Information shown:
--- START ---

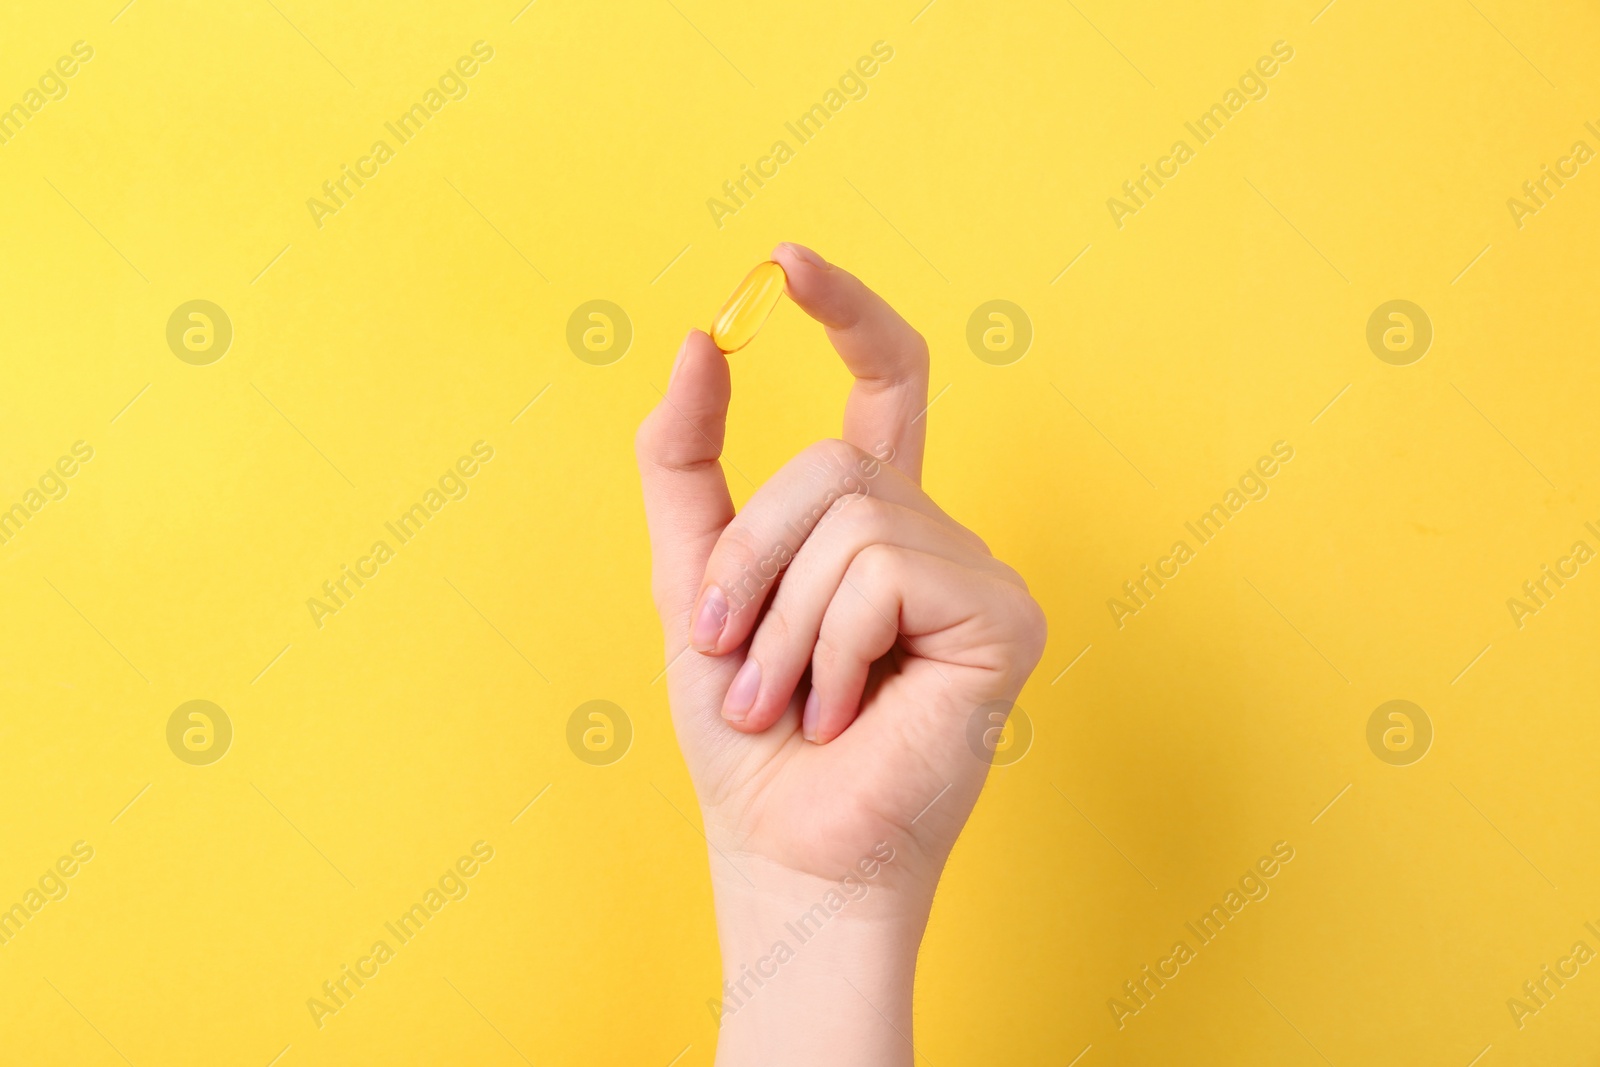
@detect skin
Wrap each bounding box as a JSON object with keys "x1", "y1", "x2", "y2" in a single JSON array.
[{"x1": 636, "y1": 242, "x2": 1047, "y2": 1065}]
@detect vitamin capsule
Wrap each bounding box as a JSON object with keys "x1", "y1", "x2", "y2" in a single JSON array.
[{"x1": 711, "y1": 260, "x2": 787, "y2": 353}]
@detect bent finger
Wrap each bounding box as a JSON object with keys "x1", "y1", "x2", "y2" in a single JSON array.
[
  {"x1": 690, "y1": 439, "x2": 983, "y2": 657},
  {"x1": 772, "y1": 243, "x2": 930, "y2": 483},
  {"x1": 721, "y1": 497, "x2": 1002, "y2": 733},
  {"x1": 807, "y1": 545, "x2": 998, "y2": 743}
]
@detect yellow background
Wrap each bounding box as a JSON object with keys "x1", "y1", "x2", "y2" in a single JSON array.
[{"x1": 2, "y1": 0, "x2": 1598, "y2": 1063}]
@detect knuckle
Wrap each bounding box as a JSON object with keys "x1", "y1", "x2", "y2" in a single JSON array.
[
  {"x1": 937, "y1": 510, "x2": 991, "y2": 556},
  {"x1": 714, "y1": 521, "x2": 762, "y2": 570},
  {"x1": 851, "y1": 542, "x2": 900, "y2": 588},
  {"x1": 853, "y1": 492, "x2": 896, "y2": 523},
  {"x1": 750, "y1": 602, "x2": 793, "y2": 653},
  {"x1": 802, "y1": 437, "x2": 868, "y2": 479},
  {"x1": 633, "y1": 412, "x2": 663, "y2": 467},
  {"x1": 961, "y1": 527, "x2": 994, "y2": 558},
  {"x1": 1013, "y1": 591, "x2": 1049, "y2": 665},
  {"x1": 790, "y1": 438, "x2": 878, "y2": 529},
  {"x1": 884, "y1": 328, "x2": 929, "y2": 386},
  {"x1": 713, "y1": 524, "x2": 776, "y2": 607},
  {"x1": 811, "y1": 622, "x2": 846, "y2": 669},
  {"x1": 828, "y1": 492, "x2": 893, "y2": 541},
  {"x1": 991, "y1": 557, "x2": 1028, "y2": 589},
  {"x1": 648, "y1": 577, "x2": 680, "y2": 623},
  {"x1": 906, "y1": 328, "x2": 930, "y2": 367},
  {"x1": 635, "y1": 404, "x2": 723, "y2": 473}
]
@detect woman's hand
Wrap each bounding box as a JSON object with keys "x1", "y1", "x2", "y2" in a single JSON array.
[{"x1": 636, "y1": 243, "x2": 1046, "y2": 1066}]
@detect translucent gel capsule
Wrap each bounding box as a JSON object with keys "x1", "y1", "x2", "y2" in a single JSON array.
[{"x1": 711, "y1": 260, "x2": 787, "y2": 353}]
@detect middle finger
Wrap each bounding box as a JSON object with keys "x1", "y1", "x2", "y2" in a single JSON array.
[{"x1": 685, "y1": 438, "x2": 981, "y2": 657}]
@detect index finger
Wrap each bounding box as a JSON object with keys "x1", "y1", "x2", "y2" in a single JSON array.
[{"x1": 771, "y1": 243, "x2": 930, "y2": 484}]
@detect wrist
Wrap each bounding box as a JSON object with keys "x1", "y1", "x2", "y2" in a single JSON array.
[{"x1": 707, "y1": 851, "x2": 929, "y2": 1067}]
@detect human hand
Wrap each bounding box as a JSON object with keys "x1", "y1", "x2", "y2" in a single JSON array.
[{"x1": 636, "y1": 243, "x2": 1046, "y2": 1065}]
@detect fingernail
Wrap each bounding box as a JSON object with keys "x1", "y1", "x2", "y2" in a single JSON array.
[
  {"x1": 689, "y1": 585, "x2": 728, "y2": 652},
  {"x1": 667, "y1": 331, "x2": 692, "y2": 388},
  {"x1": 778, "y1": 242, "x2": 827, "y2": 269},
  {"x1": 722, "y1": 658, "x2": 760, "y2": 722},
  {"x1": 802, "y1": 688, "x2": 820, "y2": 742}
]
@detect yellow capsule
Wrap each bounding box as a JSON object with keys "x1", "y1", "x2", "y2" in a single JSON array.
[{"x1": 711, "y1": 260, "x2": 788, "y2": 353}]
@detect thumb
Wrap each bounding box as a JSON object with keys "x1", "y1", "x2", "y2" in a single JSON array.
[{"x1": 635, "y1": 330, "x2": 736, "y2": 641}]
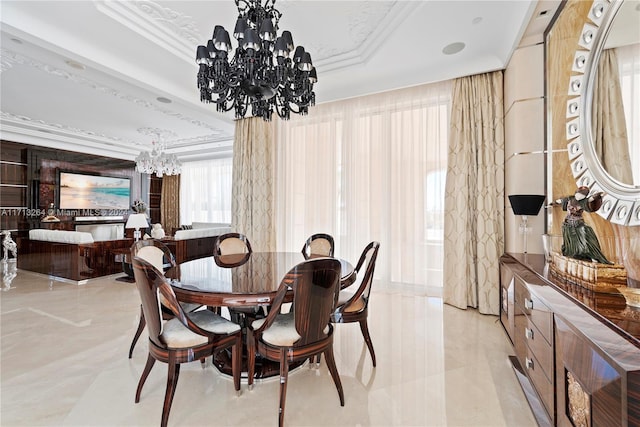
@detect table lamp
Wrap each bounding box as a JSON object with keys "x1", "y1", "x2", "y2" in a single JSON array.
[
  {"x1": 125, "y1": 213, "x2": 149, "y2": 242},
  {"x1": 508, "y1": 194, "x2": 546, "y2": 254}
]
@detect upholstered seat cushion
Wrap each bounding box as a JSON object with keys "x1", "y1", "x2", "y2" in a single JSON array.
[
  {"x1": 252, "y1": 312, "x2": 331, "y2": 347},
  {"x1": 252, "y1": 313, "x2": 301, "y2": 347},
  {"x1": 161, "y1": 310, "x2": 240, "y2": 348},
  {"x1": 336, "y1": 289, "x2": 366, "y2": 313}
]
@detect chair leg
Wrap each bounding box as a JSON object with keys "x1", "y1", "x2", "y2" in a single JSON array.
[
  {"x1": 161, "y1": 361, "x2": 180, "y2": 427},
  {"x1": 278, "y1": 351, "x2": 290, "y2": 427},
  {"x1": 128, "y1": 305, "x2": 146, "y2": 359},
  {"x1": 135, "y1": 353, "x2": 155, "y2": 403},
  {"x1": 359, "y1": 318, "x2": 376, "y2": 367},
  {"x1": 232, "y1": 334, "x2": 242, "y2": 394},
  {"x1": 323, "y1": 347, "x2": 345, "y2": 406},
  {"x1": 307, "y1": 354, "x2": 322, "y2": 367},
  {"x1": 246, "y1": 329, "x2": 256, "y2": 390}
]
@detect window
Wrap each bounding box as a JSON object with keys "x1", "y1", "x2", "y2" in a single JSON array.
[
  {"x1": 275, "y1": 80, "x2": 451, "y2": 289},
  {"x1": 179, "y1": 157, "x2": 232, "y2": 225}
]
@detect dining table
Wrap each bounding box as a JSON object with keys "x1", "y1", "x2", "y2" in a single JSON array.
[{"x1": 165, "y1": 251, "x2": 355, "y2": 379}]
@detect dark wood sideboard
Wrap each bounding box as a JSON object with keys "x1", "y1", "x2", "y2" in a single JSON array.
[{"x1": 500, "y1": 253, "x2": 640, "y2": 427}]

--- END ---
--- START ---

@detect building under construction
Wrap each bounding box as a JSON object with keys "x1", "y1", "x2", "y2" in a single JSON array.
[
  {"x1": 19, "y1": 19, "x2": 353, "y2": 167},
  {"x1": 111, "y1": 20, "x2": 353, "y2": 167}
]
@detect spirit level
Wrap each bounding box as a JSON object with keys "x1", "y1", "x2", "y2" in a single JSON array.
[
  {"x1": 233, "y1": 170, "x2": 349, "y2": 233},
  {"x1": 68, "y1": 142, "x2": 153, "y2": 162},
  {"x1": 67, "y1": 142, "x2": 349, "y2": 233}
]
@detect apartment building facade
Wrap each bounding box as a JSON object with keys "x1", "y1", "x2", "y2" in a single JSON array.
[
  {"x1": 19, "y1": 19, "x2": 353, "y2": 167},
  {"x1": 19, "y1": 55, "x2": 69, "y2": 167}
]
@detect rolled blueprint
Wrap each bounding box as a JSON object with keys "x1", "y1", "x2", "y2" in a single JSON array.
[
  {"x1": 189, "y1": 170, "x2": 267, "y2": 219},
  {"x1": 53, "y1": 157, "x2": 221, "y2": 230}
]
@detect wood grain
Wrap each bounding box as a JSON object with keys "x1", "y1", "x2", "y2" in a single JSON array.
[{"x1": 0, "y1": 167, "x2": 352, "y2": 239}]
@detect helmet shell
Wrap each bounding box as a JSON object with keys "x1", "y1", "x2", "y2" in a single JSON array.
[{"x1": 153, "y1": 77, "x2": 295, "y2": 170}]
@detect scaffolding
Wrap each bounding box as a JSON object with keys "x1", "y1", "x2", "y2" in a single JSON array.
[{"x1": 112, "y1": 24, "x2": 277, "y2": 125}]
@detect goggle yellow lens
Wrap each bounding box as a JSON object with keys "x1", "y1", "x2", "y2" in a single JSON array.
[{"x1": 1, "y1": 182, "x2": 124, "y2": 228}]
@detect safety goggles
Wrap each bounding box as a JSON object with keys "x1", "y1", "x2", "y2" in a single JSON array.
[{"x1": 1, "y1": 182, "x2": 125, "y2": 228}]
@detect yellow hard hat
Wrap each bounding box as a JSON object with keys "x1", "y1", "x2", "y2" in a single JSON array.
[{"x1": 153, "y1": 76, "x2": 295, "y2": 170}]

--- END ---

Task objective: Search the data for "building" and list every line in which it occurs.

Answer box:
@detect building under construction
@detect apartment building facade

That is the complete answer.